- **Task data**:
▼

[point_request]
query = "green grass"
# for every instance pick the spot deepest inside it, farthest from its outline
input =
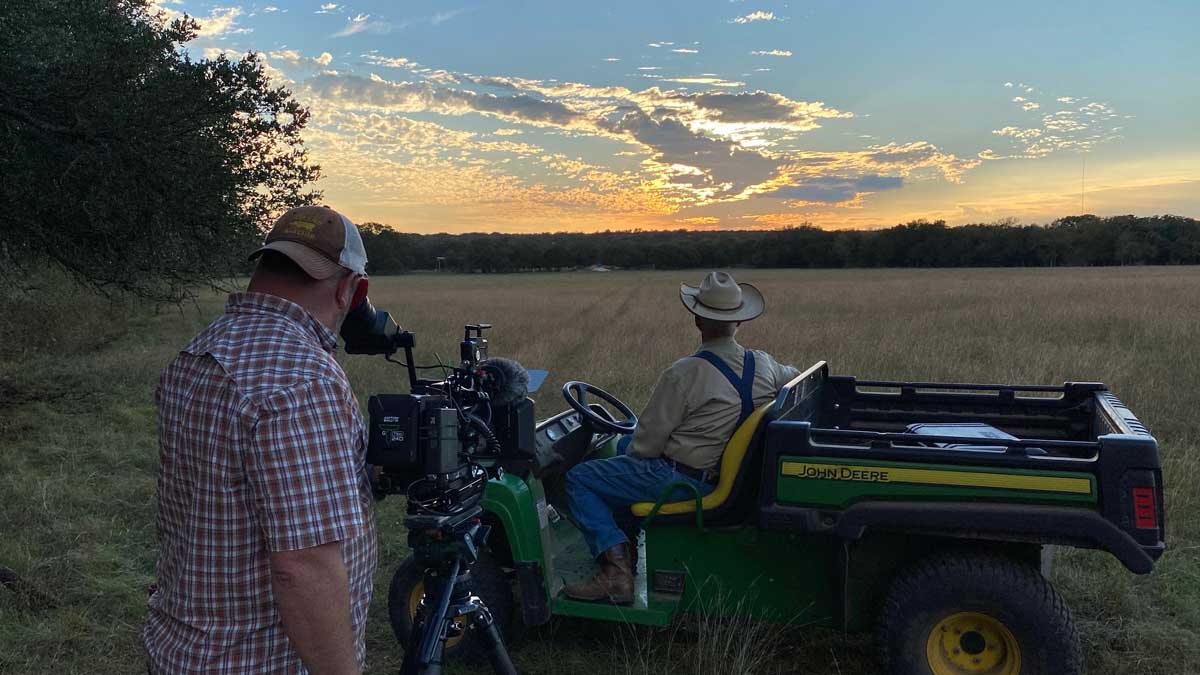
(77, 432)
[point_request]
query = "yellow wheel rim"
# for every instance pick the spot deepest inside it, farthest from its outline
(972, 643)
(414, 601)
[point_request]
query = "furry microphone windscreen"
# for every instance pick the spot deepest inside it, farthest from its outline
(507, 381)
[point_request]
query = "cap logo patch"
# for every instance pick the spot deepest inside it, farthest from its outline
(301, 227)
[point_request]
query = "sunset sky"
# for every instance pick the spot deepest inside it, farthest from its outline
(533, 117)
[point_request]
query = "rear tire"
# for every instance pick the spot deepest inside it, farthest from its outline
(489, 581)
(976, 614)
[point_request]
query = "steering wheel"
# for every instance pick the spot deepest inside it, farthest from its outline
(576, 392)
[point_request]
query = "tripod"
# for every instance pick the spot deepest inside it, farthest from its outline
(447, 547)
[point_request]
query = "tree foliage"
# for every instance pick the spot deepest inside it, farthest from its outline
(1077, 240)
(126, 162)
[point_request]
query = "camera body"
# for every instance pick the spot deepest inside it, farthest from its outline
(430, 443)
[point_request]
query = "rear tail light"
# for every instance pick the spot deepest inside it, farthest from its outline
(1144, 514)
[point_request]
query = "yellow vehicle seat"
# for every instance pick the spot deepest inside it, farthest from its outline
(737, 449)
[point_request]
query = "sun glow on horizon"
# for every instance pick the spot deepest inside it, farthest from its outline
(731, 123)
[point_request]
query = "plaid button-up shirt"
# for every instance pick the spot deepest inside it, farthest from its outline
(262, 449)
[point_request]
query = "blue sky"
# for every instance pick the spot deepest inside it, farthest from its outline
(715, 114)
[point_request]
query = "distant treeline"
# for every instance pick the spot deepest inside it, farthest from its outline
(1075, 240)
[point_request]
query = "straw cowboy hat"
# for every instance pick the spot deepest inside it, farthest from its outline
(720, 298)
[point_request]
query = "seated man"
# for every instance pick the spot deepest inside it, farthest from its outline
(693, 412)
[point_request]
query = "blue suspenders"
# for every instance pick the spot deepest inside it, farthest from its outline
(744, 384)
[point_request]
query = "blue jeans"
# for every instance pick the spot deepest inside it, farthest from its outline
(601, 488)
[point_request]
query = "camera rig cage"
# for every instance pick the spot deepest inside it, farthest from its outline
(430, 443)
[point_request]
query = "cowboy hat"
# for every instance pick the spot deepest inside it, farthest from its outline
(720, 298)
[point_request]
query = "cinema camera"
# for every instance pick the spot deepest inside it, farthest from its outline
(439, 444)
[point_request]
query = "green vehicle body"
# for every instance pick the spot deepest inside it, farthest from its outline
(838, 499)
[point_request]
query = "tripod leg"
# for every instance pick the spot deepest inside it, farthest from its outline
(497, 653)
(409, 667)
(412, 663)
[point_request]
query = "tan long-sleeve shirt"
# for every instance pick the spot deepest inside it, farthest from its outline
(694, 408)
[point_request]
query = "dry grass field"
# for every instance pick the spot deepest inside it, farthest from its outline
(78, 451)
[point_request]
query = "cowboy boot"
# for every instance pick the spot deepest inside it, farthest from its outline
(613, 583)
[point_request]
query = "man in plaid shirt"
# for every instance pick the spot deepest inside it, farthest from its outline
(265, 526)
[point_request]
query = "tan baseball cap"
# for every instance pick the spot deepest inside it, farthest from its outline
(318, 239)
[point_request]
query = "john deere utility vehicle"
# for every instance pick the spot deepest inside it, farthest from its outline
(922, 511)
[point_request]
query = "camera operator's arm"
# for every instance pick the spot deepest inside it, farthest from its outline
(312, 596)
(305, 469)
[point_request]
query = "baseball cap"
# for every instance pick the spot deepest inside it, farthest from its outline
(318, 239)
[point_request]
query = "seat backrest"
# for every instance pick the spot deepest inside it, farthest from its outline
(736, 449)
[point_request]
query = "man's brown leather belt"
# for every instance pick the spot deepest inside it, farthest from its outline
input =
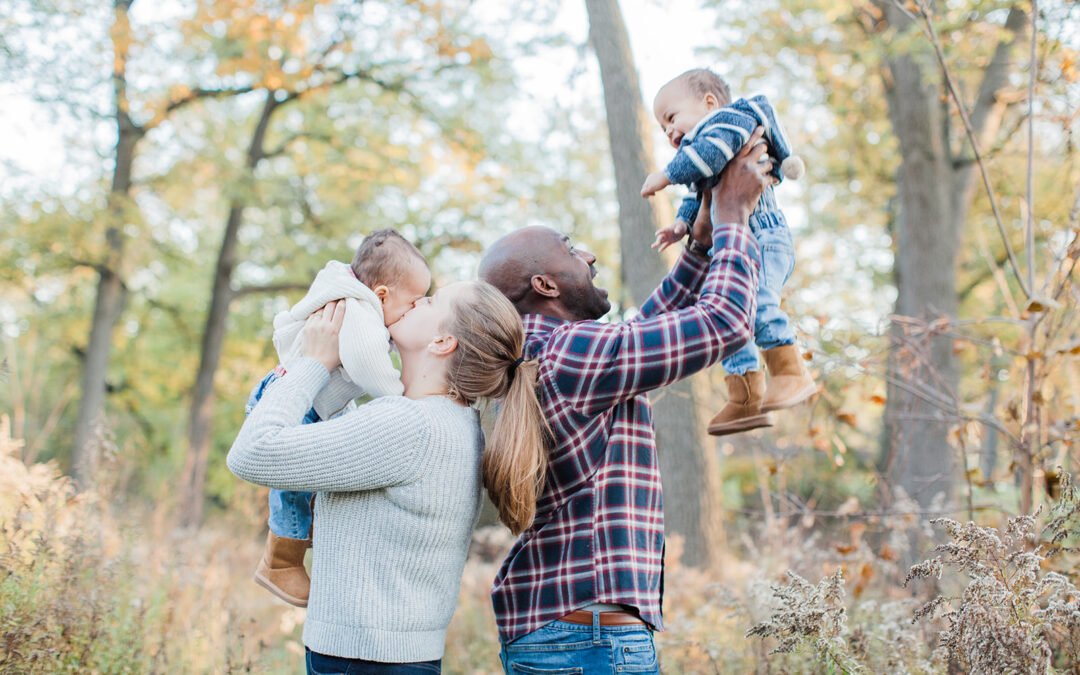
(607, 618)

▲

- **Task to complete**: Make an exact copy of the listing above. Do not include the pictures.

- **Exercise output**:
[point_request]
query = "green grass"
# for every instance pick the spot deepest inside it, farthest from its outline
input =
(77, 432)
[point_request]
query = "yellow wheel rim"
# for every instance pick the spot deepest inside it, farthest from its outline
(972, 643)
(414, 601)
[point_request]
query = "furry microphone windscreen"
# for every instance pick the spot deepest inside it, farthest from its outline
(507, 381)
[point_request]
query = "cap logo patch"
# for every instance pick the spot deepest inside it, farthest from its outline
(301, 227)
[point_request]
query = "sunset sky"
# for every instance pick the spot deepest inside it, farthest from its outline
(533, 117)
[point_request]
query = "rear tire"
# for every instance pick the spot deepest inside it, farthest from its outline
(489, 581)
(976, 614)
[point_request]
query = "steering wheel"
# for every instance pick the spot deepest inside it, farthest from its outline
(576, 392)
[point_request]
query = "tripod"
# for every instance pick the spot deepest inside it, farthest from its outline
(447, 547)
[point_request]
query = "tree foliage"
# for every instance pick the spot deepest inside it, farthest from its outline
(1077, 240)
(126, 162)
[point_request]
query = "camera body"
# for every instance pick the spot deepest inside it, farthest from its outline
(430, 443)
[point_request]
query = "rear tail light"
# for every instance pick the spot deepest inside it, farthest from its outline
(1144, 514)
[point_request]
query = "yellow vehicle seat"
# for every instance pick the spot deepest inside it, farthest from its outline
(737, 449)
[point_request]
query = "sun glow on horizon"
# for every instance pick the spot deepest inside it, farthest from its outline
(731, 123)
[point_request]
query = "plaid button-up shirt"
# for every instance pick the spot deepest inside it, farthest from its outline
(262, 449)
[point_request]
query = "blue sky"
# for every instance pick the spot deepest inside it, farthest from its outline
(715, 114)
[point_request]
query = "distant treeline"
# for every instance pick the spot deepest inside it, farthest from its outline
(1075, 240)
[point_request]
query = "straw cowboy hat"
# for every instance pick the spot deepest inside it, farthest from its outline
(720, 298)
[point_request]
query = "seated man"
# for every instance pick the spot deepest inside it, farthest from its outline
(693, 412)
[point_request]
query = "blue suspenders"
# for every instance pick the spot deepest inside it, farthest from its outline
(744, 384)
[point_request]
query = "blue jeans"
# for every instance pick the spot deepest inside it, farthest from its outline
(601, 488)
[point_request]
query = "camera rig cage"
# for every instance pick the spot deepest inside it, farthest from its outline
(430, 443)
[point_request]
query = "cowboy hat"
# for every instance pick the spot deepest inside it, farthest from its outline
(720, 298)
[point_request]
query = "cinema camera"
# for every instance pick the spot deepest inside it, farthest from its outline
(439, 444)
[point_request]
query = "green vehicle body"
# for every instance pick the spot deepest inside it, farthest from its outline
(838, 499)
[point_request]
query = "tripod leg"
# for every instance pick the spot deepest inside it, farthest from its outline
(497, 653)
(409, 667)
(412, 663)
[point_request]
query = "tan long-sleeve shirt"
# for every instance pick the spot deepest inside it, farthest from its outline
(694, 408)
[point_request]
query = "dry grass field"
# for every instance pick the spot deepest inside it, farthest from its outline
(78, 451)
[point_request]
query = "cowboy boot"
# for every instance pick the spot deepest inside it, farthest from its outline
(613, 583)
[point_request]
query = "man in plaid shirt"
# for every instance pick the spot deepest inside it, farthest from its outline
(265, 526)
[point_request]
query = "tan baseball cap"
# for every instance pick the spot deepest inside it, farthest from its outline
(318, 239)
[point_request]
query = "john deere utility vehicle"
# for every instance pick the spot deepest inside it, farthest from its outline
(922, 511)
[point_request]
query = "camera operator's arm"
# for every instance pick the spot deepest inside it, farthest from its outline
(312, 596)
(305, 469)
[point_request]
query = "baseball cap"
# for every instance pick the spot deepest inside it, farthest from its outline
(318, 239)
[point_request]
query = "seat backrest"
# for every instance pick the spot deepest inside it, farthest from its outline
(736, 449)
[point_request]
query = "man's brown leather belt"
# for every instance pick the spot deepest inside it, farthest from its outline
input =
(607, 618)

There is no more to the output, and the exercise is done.